__Work required__: Write out again, word for word, every line of the data from the line that contains "white belly, written" down to the line that contains "column 241, row 136", keeping both of those lines.

== Material shown

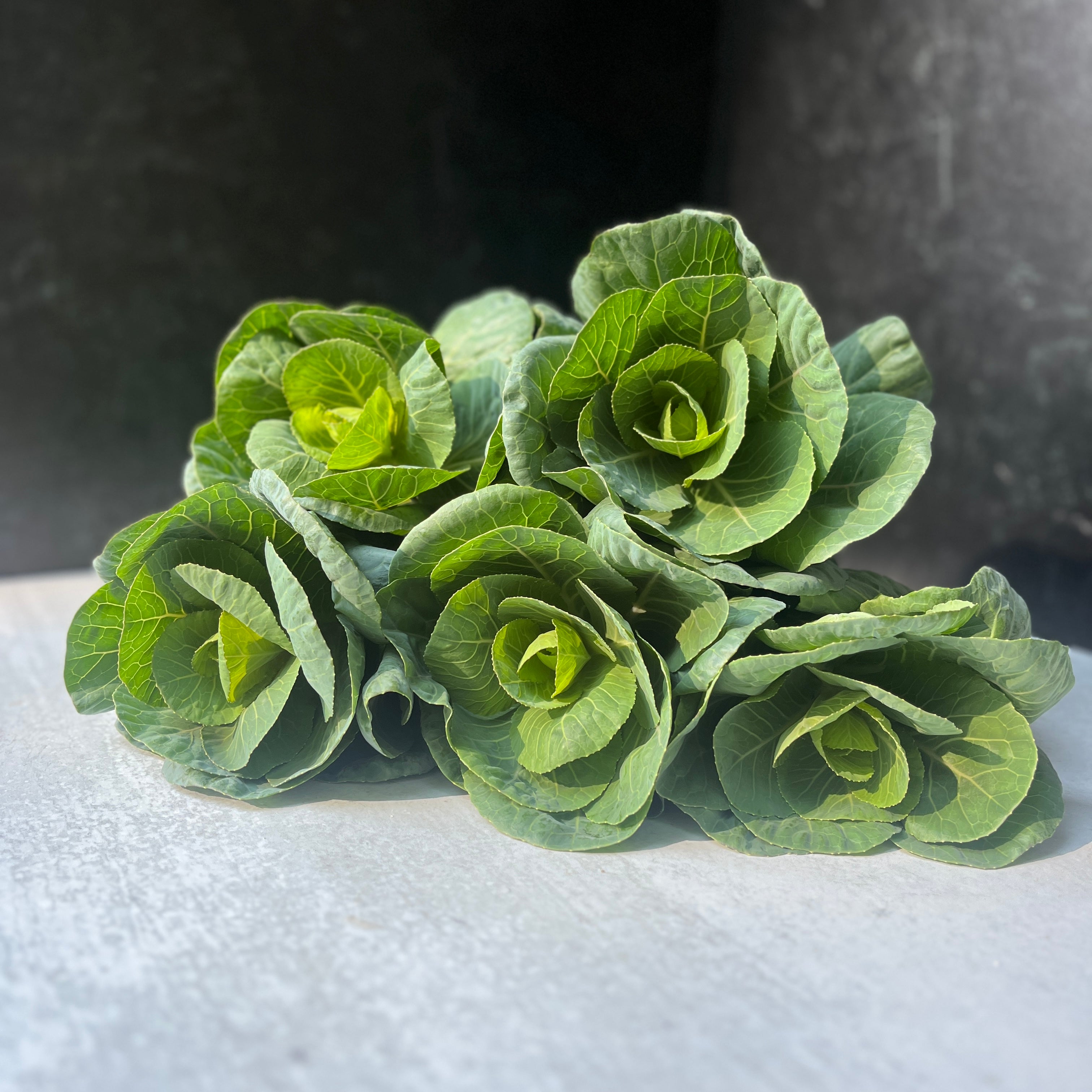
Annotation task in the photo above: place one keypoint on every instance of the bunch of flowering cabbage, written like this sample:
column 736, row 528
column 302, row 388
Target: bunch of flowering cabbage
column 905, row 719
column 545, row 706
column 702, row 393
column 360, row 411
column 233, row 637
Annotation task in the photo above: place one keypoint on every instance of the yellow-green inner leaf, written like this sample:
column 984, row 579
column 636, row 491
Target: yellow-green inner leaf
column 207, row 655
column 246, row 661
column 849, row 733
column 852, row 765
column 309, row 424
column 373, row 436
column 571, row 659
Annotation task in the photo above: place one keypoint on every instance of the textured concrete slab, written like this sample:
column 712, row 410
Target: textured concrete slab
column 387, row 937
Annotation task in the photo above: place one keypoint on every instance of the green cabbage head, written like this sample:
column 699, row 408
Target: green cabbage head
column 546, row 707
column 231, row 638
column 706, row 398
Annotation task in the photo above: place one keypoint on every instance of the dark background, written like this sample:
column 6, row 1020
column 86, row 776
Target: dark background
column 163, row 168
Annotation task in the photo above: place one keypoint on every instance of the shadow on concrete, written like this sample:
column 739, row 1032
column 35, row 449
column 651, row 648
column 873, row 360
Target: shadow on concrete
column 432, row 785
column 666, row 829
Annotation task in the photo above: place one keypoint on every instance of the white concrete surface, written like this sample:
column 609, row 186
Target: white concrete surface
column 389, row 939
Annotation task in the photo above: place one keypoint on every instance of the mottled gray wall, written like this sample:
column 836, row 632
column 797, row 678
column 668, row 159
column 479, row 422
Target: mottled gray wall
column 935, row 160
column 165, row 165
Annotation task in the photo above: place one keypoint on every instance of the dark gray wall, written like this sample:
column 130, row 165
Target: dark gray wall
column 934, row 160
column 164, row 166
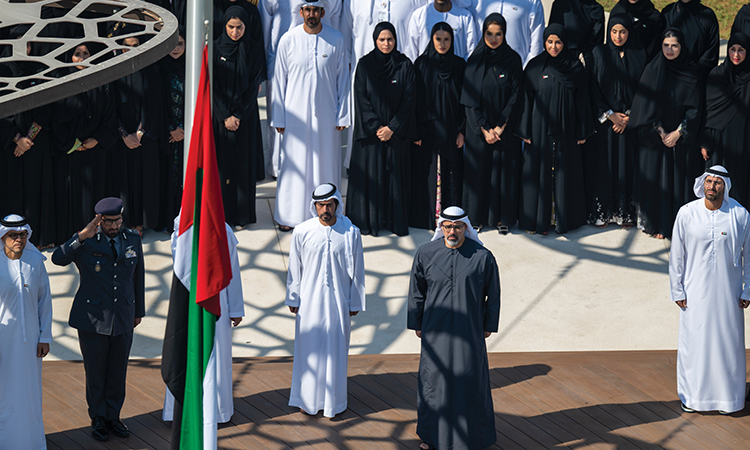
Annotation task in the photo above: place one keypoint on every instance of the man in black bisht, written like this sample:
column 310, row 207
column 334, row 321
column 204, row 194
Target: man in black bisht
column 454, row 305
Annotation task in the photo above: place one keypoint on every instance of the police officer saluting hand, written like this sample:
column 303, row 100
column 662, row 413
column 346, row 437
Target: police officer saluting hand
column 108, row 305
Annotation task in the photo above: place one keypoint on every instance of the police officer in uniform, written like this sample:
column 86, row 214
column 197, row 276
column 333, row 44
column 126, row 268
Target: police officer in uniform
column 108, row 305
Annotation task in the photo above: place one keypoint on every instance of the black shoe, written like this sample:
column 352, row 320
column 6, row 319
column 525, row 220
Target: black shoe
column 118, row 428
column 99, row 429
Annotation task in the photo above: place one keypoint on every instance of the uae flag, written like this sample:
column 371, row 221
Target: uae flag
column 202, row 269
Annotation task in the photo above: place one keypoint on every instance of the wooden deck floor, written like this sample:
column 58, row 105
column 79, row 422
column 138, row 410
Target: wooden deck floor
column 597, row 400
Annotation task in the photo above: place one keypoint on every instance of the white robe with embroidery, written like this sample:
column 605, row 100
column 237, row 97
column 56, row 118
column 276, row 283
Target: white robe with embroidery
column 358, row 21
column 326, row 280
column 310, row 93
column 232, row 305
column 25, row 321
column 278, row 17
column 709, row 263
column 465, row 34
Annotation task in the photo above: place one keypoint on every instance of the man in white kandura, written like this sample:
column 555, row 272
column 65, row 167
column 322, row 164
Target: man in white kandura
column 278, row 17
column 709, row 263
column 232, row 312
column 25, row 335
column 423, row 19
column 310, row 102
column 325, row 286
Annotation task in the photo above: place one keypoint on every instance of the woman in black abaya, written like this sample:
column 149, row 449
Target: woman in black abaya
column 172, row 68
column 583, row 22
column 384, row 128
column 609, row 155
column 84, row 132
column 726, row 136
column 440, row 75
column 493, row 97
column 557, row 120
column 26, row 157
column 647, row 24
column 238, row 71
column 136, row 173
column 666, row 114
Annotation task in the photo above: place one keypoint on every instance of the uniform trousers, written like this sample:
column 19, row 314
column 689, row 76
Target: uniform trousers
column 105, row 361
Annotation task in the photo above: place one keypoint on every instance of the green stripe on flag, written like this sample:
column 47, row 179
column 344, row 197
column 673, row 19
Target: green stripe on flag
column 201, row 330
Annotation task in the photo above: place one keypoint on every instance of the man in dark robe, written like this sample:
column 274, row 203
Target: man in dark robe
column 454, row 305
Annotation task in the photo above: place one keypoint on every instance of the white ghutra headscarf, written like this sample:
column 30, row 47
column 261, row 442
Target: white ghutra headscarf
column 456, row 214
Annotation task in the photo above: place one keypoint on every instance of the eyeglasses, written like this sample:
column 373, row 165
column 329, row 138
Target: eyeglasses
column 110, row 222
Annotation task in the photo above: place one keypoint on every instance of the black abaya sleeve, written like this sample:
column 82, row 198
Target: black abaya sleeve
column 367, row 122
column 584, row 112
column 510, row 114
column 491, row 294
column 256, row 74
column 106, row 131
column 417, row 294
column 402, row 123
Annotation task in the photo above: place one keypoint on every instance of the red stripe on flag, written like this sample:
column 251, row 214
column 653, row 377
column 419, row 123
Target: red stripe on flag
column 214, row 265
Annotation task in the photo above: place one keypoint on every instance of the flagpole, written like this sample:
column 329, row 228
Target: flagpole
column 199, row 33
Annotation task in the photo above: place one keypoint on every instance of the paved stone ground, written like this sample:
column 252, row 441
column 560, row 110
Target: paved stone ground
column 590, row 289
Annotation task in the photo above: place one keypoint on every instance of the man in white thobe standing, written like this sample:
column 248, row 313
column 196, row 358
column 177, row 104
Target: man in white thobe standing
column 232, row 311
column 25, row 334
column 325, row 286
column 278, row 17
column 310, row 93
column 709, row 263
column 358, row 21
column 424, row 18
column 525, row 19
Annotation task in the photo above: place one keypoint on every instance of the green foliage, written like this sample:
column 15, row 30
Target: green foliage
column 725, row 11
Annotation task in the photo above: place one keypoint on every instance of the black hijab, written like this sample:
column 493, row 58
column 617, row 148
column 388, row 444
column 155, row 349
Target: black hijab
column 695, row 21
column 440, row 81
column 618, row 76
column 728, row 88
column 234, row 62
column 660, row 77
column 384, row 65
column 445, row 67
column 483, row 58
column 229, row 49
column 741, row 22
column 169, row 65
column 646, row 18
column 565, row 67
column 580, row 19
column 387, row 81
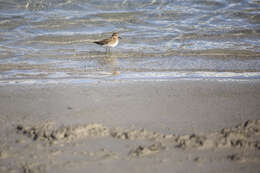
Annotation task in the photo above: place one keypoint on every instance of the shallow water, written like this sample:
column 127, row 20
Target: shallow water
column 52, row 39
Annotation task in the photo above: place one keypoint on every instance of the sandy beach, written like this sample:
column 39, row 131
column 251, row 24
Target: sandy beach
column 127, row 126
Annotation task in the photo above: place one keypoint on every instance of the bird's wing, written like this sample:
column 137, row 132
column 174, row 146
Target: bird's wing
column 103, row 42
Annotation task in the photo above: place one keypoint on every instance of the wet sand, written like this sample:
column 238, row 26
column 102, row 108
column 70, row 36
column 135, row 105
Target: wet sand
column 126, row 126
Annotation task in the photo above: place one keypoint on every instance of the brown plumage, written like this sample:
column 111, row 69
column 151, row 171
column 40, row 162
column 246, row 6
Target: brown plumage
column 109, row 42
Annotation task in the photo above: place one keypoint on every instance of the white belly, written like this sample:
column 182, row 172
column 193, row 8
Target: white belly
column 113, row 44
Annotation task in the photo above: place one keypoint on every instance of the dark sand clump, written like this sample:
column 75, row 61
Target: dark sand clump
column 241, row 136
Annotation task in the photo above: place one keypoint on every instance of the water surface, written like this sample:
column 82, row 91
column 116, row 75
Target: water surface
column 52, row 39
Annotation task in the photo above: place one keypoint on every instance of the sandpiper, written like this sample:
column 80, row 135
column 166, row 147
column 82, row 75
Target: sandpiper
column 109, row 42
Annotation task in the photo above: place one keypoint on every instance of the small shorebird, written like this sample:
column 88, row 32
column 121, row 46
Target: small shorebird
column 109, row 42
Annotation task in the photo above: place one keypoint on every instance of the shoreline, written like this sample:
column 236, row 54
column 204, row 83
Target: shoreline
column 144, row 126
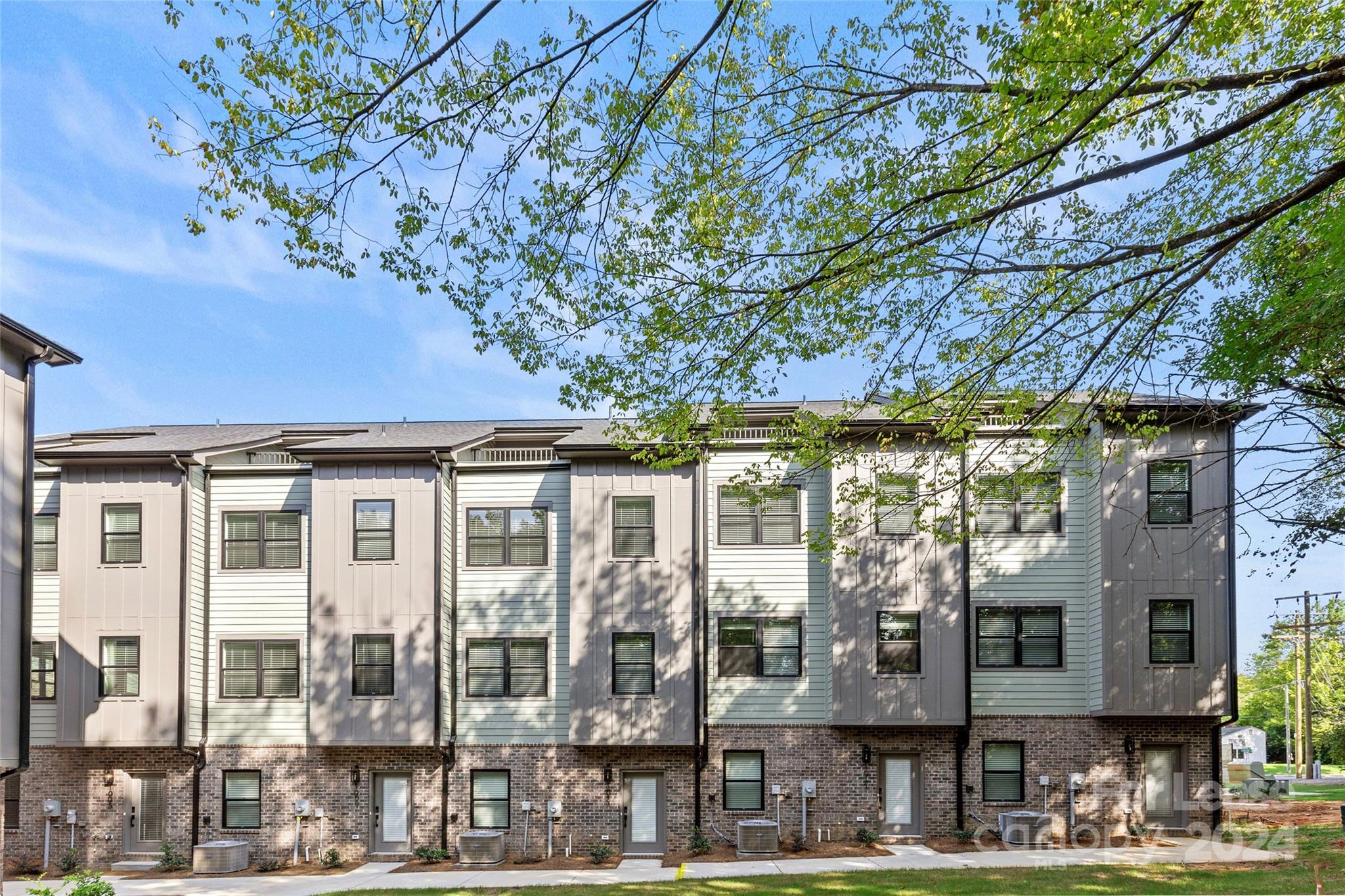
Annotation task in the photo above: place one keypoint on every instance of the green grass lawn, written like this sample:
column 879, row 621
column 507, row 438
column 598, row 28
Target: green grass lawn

====

__Answer to this task__:
Annotation task in the photo above: place one keypoint on every instance of the white belly, written like this sample:
column 182, row 172
column 193, row 8
Target: white belly
column 113, row 44
Annotation task in the photo above: place one keypoint on every instance of the dark sand clump, written like this sample:
column 75, row 61
Target: dark sand clump
column 241, row 136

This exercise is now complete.